<<<<

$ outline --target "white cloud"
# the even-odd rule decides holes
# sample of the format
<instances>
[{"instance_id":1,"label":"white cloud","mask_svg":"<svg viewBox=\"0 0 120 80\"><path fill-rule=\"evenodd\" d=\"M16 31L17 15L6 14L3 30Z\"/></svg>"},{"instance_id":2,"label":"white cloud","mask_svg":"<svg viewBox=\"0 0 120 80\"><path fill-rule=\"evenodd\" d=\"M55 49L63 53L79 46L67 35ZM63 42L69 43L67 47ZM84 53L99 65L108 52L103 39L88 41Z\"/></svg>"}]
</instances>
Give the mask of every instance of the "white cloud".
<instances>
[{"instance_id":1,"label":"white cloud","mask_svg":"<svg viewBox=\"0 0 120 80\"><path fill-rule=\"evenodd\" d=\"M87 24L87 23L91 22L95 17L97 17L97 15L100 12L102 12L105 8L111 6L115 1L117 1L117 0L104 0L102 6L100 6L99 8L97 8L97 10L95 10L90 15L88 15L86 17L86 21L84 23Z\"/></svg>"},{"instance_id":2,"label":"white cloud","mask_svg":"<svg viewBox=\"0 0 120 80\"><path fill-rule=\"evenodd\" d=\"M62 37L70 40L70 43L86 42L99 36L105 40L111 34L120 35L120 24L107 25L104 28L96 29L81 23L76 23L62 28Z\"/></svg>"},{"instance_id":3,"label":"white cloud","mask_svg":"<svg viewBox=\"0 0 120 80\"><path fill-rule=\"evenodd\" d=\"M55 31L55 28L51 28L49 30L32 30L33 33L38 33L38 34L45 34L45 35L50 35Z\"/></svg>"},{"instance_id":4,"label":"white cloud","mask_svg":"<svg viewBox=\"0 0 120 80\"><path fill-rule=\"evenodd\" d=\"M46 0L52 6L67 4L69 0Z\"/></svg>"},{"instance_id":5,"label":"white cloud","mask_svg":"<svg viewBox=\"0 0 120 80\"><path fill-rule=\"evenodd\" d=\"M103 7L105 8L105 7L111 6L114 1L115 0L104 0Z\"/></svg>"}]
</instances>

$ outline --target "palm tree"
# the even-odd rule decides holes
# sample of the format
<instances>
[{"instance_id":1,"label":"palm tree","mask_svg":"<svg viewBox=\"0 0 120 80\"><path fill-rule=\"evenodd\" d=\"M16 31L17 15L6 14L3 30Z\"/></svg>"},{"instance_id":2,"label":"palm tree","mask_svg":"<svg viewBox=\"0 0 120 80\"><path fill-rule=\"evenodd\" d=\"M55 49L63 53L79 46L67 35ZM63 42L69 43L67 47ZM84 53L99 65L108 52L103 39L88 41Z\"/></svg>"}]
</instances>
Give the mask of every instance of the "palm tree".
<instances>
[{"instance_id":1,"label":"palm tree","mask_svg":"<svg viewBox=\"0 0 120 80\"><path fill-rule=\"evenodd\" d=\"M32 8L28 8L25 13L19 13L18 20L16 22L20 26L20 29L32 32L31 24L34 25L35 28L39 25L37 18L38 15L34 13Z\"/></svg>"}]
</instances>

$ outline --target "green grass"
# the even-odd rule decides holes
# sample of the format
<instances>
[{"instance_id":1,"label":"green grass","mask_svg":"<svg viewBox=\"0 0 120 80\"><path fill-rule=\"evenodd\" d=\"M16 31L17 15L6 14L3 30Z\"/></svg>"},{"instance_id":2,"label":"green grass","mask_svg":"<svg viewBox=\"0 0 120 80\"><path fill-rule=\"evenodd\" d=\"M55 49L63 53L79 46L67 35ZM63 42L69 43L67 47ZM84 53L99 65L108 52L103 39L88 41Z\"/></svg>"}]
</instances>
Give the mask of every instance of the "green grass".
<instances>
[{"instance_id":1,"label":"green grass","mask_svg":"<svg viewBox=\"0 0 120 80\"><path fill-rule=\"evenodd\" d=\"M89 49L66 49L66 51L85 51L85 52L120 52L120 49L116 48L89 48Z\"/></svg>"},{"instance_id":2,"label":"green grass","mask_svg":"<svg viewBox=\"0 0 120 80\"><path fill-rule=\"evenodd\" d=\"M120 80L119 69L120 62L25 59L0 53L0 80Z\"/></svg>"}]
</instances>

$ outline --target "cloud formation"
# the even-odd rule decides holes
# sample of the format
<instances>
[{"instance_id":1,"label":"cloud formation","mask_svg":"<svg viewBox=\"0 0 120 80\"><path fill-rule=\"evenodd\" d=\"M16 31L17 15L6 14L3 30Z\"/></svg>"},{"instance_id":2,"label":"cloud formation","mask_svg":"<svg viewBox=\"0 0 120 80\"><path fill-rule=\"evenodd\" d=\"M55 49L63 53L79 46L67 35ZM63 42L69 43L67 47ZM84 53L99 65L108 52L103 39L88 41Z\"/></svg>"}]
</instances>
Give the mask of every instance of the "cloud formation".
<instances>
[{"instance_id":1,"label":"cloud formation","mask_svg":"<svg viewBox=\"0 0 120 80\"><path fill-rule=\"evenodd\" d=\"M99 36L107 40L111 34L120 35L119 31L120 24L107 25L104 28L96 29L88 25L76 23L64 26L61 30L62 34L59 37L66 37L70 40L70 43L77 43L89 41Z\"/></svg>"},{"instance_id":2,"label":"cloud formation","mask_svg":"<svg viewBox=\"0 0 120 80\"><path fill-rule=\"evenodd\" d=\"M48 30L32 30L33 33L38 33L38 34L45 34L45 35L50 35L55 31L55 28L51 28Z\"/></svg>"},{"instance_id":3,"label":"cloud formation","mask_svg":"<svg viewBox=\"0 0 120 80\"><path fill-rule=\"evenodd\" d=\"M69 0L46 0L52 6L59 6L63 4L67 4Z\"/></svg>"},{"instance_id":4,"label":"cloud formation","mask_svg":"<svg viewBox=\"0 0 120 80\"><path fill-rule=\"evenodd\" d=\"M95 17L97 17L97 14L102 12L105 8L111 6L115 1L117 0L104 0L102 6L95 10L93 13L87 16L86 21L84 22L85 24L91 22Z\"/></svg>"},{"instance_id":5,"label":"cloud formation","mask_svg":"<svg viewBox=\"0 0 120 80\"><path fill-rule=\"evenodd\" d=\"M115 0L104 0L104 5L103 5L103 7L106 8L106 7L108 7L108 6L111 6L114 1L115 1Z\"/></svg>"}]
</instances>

>>>>

- [Exercise prompt]
Report every line of the records that contains the string "outline", copying each such line in full. Matching is case-sensitive.

- [Solution to this exercise]
$ outline --target "white cloud"
$ outline --target "palm tree"
$ outline --target "green grass"
$ outline --target "cloud formation"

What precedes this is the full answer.